In the records below, find every line with the word "block" and copy it.

Records shown section start

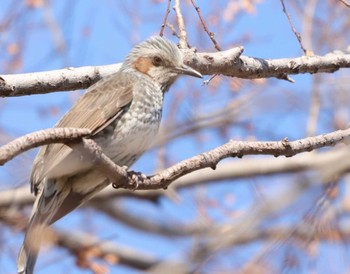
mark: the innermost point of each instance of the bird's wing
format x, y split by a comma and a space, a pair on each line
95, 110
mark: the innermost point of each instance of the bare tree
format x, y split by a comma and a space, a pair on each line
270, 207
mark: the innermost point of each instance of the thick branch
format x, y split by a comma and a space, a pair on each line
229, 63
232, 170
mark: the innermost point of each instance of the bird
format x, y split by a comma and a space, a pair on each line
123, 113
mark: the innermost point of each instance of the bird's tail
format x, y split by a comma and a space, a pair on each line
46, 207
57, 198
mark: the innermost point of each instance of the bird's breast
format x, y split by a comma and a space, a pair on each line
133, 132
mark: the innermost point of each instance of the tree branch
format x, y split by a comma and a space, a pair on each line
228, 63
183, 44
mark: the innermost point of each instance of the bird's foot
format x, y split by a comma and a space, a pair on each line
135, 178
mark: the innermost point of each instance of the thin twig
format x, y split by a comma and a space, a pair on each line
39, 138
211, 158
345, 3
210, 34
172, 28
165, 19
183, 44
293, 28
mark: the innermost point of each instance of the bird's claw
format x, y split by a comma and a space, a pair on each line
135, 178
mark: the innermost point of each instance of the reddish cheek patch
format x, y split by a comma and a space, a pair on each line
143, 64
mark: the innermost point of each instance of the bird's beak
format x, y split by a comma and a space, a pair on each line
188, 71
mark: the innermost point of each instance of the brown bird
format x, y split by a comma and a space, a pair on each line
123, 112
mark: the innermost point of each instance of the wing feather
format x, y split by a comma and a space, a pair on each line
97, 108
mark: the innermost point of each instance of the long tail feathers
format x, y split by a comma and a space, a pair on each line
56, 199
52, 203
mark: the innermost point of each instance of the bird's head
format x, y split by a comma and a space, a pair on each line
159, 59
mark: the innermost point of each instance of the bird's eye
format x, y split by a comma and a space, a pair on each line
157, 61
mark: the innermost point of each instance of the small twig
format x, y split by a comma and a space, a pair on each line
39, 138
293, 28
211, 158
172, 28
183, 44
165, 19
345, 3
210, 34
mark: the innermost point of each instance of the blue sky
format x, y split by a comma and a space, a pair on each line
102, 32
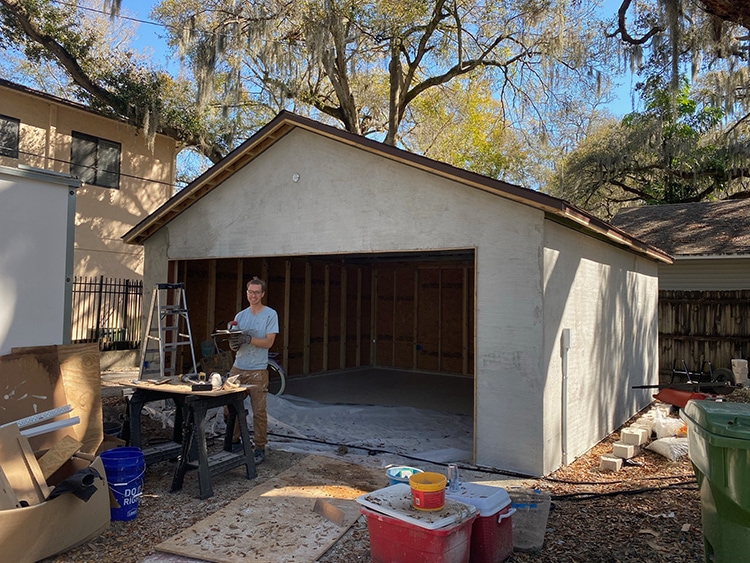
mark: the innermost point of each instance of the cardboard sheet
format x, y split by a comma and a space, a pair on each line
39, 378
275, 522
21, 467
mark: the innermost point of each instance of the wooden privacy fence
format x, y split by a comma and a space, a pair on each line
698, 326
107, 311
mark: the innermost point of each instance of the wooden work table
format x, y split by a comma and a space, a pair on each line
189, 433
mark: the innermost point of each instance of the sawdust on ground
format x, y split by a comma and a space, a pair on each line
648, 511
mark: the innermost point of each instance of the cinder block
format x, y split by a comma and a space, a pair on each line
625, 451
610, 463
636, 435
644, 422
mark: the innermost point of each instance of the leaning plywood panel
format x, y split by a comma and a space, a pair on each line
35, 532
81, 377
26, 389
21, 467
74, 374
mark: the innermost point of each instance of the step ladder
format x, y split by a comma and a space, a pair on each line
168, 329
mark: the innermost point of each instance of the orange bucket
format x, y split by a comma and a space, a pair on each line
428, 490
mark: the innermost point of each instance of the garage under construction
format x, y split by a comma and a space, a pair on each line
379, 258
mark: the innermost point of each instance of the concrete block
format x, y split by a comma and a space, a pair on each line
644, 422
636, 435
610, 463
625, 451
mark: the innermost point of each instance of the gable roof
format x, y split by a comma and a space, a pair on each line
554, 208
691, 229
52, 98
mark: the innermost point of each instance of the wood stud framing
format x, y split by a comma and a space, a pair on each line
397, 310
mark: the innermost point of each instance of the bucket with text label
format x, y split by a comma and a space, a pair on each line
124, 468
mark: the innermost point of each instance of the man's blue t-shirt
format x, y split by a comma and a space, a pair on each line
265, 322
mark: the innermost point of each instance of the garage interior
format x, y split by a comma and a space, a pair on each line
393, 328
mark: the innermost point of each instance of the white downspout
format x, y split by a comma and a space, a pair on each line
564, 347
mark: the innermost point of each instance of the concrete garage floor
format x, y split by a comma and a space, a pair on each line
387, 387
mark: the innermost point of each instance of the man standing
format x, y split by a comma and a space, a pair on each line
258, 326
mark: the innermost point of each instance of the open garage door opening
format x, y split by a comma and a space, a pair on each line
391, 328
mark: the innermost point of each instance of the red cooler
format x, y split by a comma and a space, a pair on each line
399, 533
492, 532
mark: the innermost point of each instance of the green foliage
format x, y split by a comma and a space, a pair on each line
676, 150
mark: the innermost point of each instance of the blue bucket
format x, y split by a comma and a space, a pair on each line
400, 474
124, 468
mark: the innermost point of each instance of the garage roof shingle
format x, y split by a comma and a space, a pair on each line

Records shown section end

## Written solution
mark: the innermost point of each instance of the cinder block
mark: the innermost point of each instance of the concrete block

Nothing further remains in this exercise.